(Records from a dataset)
________________
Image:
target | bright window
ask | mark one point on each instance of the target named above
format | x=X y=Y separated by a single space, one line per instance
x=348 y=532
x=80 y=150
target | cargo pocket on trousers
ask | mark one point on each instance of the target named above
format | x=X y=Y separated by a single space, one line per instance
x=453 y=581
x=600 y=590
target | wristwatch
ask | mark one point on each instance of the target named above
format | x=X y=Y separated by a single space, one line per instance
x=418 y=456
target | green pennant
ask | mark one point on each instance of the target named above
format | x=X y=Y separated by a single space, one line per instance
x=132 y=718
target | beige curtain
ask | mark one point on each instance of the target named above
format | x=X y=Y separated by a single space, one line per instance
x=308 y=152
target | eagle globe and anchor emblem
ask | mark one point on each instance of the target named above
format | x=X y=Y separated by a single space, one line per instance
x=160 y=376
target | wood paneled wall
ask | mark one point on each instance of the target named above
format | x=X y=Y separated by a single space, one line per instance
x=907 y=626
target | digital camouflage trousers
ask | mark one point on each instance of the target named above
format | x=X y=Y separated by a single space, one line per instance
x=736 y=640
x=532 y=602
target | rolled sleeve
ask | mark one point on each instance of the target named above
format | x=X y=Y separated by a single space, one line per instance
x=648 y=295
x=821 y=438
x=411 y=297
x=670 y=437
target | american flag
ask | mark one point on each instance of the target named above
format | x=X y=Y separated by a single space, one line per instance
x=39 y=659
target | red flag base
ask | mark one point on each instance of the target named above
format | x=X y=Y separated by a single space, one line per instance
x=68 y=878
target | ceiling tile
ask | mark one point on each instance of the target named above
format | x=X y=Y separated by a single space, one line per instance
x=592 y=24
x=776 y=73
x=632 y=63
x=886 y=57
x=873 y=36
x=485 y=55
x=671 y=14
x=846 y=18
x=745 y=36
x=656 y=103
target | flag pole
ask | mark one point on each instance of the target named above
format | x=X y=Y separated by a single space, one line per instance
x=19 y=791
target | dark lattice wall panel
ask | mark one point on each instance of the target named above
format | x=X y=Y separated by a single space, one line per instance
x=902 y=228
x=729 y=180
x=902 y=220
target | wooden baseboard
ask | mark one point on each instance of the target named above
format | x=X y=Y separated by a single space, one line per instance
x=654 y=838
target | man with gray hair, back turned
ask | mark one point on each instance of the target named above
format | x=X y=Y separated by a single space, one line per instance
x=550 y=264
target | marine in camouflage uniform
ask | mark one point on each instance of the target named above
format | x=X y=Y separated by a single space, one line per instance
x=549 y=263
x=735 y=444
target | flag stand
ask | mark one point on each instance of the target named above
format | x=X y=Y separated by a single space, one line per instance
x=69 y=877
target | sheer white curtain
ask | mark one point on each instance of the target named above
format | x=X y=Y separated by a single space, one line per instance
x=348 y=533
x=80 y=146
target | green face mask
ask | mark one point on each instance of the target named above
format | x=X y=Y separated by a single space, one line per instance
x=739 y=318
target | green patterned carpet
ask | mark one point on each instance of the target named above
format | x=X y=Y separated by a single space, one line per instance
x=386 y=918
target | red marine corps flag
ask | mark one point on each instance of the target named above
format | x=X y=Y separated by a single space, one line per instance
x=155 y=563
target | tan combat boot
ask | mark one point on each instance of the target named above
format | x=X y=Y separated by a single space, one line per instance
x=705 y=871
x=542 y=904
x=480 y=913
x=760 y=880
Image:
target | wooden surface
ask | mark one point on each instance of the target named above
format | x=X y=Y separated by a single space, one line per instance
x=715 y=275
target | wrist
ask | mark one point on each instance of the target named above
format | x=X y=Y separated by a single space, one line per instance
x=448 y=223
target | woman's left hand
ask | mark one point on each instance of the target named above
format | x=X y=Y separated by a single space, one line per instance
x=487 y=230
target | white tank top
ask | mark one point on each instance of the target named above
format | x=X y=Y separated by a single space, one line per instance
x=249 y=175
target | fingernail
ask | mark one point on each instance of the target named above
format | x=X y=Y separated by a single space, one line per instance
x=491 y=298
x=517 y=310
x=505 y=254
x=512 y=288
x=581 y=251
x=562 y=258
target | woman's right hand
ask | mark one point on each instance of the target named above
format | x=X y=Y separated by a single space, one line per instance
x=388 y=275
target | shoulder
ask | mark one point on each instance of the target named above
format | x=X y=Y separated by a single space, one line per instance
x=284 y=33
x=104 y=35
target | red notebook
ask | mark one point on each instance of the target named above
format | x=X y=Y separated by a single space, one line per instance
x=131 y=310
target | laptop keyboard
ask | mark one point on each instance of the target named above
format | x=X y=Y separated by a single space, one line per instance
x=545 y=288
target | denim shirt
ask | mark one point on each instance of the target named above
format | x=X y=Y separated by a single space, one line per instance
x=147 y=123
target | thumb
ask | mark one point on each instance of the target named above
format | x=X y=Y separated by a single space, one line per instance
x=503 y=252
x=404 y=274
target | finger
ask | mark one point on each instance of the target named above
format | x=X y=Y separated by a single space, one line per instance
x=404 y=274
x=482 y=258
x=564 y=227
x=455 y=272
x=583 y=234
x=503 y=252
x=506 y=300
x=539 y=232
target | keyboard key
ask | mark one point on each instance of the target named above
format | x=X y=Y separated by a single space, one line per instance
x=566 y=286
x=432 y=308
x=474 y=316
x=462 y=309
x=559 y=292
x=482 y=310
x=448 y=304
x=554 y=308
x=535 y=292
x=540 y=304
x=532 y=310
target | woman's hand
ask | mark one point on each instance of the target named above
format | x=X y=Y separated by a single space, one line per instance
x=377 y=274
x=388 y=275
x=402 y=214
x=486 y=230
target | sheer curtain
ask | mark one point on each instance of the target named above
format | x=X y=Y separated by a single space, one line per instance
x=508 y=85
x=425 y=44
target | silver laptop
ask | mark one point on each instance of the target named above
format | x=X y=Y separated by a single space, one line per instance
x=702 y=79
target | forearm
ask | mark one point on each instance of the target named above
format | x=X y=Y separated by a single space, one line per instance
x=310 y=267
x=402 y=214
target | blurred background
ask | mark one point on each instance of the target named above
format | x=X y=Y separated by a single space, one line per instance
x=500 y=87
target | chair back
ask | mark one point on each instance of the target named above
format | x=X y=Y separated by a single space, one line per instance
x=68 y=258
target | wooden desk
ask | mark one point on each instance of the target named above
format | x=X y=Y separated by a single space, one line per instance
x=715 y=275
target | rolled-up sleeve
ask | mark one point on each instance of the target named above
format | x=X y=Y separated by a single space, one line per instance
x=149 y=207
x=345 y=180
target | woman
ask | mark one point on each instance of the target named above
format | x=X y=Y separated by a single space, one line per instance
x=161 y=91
________________
## Your goal
Word for word, extract all the records.

## Solution
Image:
target | bright window
ask | mark one point on each instance of the target named above
format | x=X y=Y separated by a single space, one line per instance
x=348 y=532
x=80 y=150
target | cargo pocket on trousers
ask | mark one point on each instance of the target named above
format | x=X y=Y separated by a single space, one line per instance
x=453 y=581
x=600 y=590
target | wristwatch
ask | mark one point on each instance of the target named above
format | x=X y=Y separated by a single space, one line per instance
x=418 y=456
target | green pennant
ask | mark one point on each instance of the target named above
format | x=X y=Y separated by a single space, one line per instance
x=132 y=718
target | beige curtain
ask | mark one point on each instance of the target named above
format | x=X y=Y separated by a single space, one line per instance
x=308 y=152
target | eagle globe and anchor emblem
ask | mark one point on each instance of the target named above
format | x=X y=Y separated by a single space, one line per instance
x=160 y=376
target | wood paneled wall
ask | mark one point on each instance of the target named above
format | x=X y=Y separated by a single space, one line per instance
x=907 y=626
target | digital camouflage trousers
ask | mark one point on each instance of the target named above
format | x=X y=Y separated by a single space, one line per instance
x=736 y=640
x=532 y=602
target | rolled sleeve
ask | mark one point on each instance of the target named above
format | x=X y=Y separated by a single space, one line per instance
x=648 y=295
x=821 y=438
x=411 y=297
x=670 y=437
target | american flag
ask | mark one point on each instance of the target named above
format | x=X y=Y separated by a single space, one line per instance
x=39 y=659
target | red flag base
ask | mark one point on each instance of the target named above
format | x=X y=Y separated by a single space, one line per instance
x=68 y=878
target | ceiling tile
ask | mark one point on each instance of the target named above
format | x=X y=Y separated by a single space, one line per instance
x=592 y=24
x=776 y=73
x=632 y=63
x=886 y=57
x=873 y=36
x=485 y=55
x=671 y=14
x=846 y=18
x=745 y=36
x=656 y=103
target | flag pole
ask | mark one point on each instance of the target named above
format | x=X y=Y separated by a single space, one line per instance
x=19 y=791
target | dark lattice wall panel
ask | mark one point on each instance of the target named above
format | x=X y=Y separated by a single space, one line per instance
x=902 y=228
x=729 y=180
x=902 y=220
target | wooden baseboard
ask | mark one point on each instance of the target named above
format | x=X y=Y separated by a single space, one line per instance
x=654 y=838
target | man with gray hair, back turned
ask | mark one point on each instance of the target named above
format | x=X y=Y separated by a single space, one line per instance
x=550 y=264
target | marine in camouflage uniform
ask | mark one point on each instance of the target named above
format | x=X y=Y separated by a single space, one line per instance
x=549 y=263
x=735 y=444
target | flag stand
ask | mark one point on each instance of the target named above
format | x=X y=Y separated by a single space, one line per instance
x=69 y=877
target | sheer white curtain
ask | mark one point on each instance of the target named above
format | x=X y=Y separated by a single space, one line per instance
x=348 y=533
x=80 y=146
target | green face mask
ask | mark one point on each instance of the target named above
format | x=X y=Y separated by a single space, one line per instance
x=739 y=318
target | green patterned carpet
ask | mark one point on each instance of the target named above
format | x=X y=Y separated by a single space, one line per instance
x=386 y=918
target | red marine corps flag
ask | mark one point on each instance of the target named above
format | x=X y=Y separated by a single space, one line per instance
x=155 y=563
target | tan combat boot
ask | mark one point on each instance of the target named above
format | x=X y=Y separated by a single space, one line per instance
x=705 y=871
x=542 y=904
x=480 y=913
x=760 y=880
Image:
target | wooden surface
ask | mark one point on each instance of the target named above
format | x=X y=Y separated by a single space, one line per instance
x=715 y=275
target | wrist
ask | mark one point on each instance of the target named above
format | x=X y=Y separated by a single space, one line per instance
x=448 y=223
target | woman's left hand
ask | mark one point on each instance of the target named above
format | x=X y=Y separated by a single space, one line per instance
x=487 y=230
target | white tank top
ask | mark one point on each instance of the target named above
format | x=X y=Y separated by a single space, one line per instance
x=249 y=175
target | fingernail
ask | mark one point on each instance of the target named above
format | x=X y=Y separated by a single space, one line per instance
x=491 y=298
x=517 y=310
x=505 y=254
x=512 y=288
x=581 y=251
x=562 y=258
target | woman's right hand
ask | mark one point on each instance of the target named above
format | x=X y=Y separated by a single space, one line per instance
x=388 y=275
target | shoulder
ask | mark one point on each instance of the target named above
format | x=X y=Y separated by a single space, one line per instance
x=284 y=33
x=104 y=35
target | red notebook
ask | mark one point on each instance of the target named above
format | x=X y=Y separated by a single space, one line per instance
x=131 y=310
target | laptop keyboard
ask | mark one point on each instance of the target named above
format | x=X y=Y separated by a single space, one line per instance
x=545 y=288
target | denim shirt
ask | mark one point on each instance of the target named above
format | x=X y=Y separated by a single space, one line per instance
x=147 y=123
target | thumb
ask | mark one point on each instance of the target named above
format | x=X y=Y separated by a single space, one line per instance
x=503 y=252
x=404 y=274
target | finger
ask | mark one point on each instance of the target named above
format | x=X y=Y separated by a single space, one line per instance
x=404 y=274
x=482 y=258
x=564 y=227
x=455 y=272
x=583 y=234
x=503 y=252
x=506 y=300
x=539 y=232
target | keyboard key
ask | mark one point on each instance of the target named above
format | x=X y=Y separated by a single space, one line per instance
x=566 y=286
x=432 y=308
x=474 y=316
x=462 y=309
x=559 y=292
x=482 y=310
x=448 y=304
x=554 y=308
x=535 y=292
x=540 y=304
x=532 y=310
target | woman's hand
ask | mark one point on each instance of the target named above
format | x=X y=Y separated by a single space, one line per instance
x=377 y=274
x=388 y=275
x=402 y=214
x=486 y=230
target | sheer curtain
ask | mark one point on each instance of the target named above
format | x=X y=Y separated by a single space, one line per instance
x=508 y=85
x=425 y=44
target | silver laptop
ask | mark one point on each instance of the target named above
format | x=X y=Y separated by a single space, one line per instance
x=702 y=79
target | forearm
ask | mark one point on each instance of the target named above
format | x=X y=Y separated by a single space, one line per instance
x=310 y=267
x=402 y=214
target | blurred background
ask | mark one point on each instance of the target named above
format | x=X y=Y separated by a single space, one line per instance
x=500 y=87
target | chair back
ask | mark one point on each instance of the target named above
format | x=X y=Y separated by a single space, one line per instance
x=68 y=258
target | wooden desk
ask | mark one point on each instance of the target named above
format | x=X y=Y separated by a single space, one line per instance
x=715 y=275
target | rolled-up sleeve
ask | mark one point on each instance of the target named above
format | x=X y=Y separated by a single space, one line per instance
x=149 y=207
x=345 y=180
target | woman
ask | mark one point on each instance of the target named above
format | x=X y=Y separated by a single space, one line per instance
x=161 y=91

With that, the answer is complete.